Source:
Monthly Archives: July 2011

Compost – I love it!

There’s always been a compost heap in the garden – right from the time I was very small so I’m amazed when I hear people saying “Oh I wouldn’t want a compost heap – they’re mucky or they attract rats and they’re ugly” – I really get quite agitated and find myself preaching the benefits of composting with almost evangelical zeal.

What you get from good compost is a really valuable nutritionally rich material to add to your garden. It adds structure to your soil and improves the pH balance. It’s a great way to recycle kitchen and garden waste and reduces the amount we send to landfill.  And it’s free….which has to be good, and it’s a darned sight easier than carting big bags of mulch and expensive compost from the garden centre.

So having said that how do you go about it? Well you can start with a heap – literally. That’s what we had at home and it was just a big pile in the corner. As more was added to the top we dug out the rotted material from bottom to use. It does work but that can get a bit messy and it’s certainly the slowest method. There are lots of ways of keeping the compost more tidy, and different kinds composting systems to speed up the process. For me it’s a 2 bay compost heap made up of old wooden pallets. If you take 7 pallets and make two squares of the pallets, securing them in the corners you end up with two ideal spaces to make and store the compost. If you have less space there are compost bins readily available to buy which work just as well. Or if you want something more cutting edge there are compost tumblers which you rotate and wormeries supplied with worms ready to get going, both of which speed up the process.

Dataset:
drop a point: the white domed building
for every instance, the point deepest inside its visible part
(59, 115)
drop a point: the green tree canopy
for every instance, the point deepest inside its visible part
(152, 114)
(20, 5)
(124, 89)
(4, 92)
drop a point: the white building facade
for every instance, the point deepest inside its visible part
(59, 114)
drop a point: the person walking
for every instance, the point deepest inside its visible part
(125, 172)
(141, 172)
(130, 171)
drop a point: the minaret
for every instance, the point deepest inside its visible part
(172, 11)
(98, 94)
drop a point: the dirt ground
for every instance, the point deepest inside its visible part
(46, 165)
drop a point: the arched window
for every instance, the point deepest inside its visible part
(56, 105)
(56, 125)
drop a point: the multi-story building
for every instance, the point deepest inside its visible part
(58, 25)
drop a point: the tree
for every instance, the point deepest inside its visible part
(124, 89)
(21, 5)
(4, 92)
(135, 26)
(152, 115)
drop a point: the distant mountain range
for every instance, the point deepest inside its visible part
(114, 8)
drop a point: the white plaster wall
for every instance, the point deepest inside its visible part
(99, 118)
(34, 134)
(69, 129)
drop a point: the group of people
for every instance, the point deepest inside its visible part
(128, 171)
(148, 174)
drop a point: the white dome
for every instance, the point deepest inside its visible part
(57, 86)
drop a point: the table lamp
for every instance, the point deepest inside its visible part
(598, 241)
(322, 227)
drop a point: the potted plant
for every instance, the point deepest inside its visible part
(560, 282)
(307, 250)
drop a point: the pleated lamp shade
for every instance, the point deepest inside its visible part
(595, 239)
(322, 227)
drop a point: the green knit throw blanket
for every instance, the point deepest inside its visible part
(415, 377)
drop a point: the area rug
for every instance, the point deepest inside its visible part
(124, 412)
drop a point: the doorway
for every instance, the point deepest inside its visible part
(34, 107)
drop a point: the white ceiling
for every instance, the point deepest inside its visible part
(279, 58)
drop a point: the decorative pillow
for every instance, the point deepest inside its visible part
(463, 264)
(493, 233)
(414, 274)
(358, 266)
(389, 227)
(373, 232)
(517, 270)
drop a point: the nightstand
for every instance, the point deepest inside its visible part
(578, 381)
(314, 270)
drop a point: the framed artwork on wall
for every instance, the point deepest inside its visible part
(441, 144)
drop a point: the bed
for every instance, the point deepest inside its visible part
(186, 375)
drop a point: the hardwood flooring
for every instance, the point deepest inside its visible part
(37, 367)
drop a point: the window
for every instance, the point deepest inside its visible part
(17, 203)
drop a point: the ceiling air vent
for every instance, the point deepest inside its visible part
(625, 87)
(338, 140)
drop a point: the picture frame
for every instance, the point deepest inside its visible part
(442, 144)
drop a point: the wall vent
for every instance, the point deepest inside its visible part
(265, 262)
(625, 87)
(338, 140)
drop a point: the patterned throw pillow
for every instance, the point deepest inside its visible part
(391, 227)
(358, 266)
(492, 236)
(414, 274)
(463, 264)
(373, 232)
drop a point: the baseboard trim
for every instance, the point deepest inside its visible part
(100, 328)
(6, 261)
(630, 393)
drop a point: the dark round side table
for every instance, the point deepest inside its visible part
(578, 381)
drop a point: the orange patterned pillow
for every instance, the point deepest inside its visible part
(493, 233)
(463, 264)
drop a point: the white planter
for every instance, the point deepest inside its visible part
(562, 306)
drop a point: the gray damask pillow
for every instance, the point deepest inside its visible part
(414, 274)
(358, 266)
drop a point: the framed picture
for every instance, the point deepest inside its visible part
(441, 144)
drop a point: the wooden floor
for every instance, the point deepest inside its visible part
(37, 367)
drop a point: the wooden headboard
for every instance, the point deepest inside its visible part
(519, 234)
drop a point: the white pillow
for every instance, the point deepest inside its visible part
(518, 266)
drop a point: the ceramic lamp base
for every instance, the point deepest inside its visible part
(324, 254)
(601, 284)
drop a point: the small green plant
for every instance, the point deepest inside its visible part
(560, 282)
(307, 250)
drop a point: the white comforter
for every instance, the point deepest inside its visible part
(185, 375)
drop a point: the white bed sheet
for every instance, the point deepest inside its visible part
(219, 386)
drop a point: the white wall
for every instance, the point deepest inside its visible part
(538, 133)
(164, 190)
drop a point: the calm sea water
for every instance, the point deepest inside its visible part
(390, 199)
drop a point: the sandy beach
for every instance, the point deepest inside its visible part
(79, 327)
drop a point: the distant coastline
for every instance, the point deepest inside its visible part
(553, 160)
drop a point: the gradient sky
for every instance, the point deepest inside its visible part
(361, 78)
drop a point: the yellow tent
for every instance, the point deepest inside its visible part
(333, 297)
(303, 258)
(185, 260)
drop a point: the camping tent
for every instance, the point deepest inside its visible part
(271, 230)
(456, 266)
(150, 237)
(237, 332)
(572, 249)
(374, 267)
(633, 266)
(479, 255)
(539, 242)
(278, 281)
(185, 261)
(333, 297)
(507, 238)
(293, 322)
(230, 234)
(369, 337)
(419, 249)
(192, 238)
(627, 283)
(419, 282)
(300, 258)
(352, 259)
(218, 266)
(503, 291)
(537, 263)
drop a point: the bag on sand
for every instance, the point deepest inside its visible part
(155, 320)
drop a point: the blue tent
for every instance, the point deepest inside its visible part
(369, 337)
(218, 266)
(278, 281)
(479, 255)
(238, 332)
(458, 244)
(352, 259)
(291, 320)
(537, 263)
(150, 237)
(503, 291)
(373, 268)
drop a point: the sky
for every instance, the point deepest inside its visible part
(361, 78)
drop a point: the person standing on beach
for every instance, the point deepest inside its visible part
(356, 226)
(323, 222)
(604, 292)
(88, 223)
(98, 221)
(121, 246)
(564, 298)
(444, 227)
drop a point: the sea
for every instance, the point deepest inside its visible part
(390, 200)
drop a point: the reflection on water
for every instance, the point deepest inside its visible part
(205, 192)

Exercises:
1) List every kind of composting setup that the composting post names.
2) Write the next part of the composting post, picking up right after its last sentence.

Outputs by task:
1)
- A plain heap, a big pile in the corner
- A 2 bay compost heap made up of old wooden pallets
- Compost bins
- Compost tumblers
- Wormeries

2)
My dad would have been amazed at how much there is said about how you should make a compost heap and what you should put in it. I seem to remember he just chucked all the vegetable matter from house and garden on it and that was that. But if you’ve never made one before there are some key do’s and don’ts.

Don’t add:

  • Meat or meat products
  • Fish
  • Milk, cheese or any dairy related products
  • Cooked food whatever it is including vegetables
  • Really woody or thick prunings which would be hard to break down (although you could shred them)
  • Citrus peel
  • Perennial weeds
  • Cat litter

Do add:

  • Vegetable peelings and fruit peelings (ex citrus) etc from the kitchen
  • Tea bags/leaves and coffee grounds
  • Grass cuttings
  • Annual weeds – although best not to use those with ripe seed heads
  • Waste paper (preferably shredded)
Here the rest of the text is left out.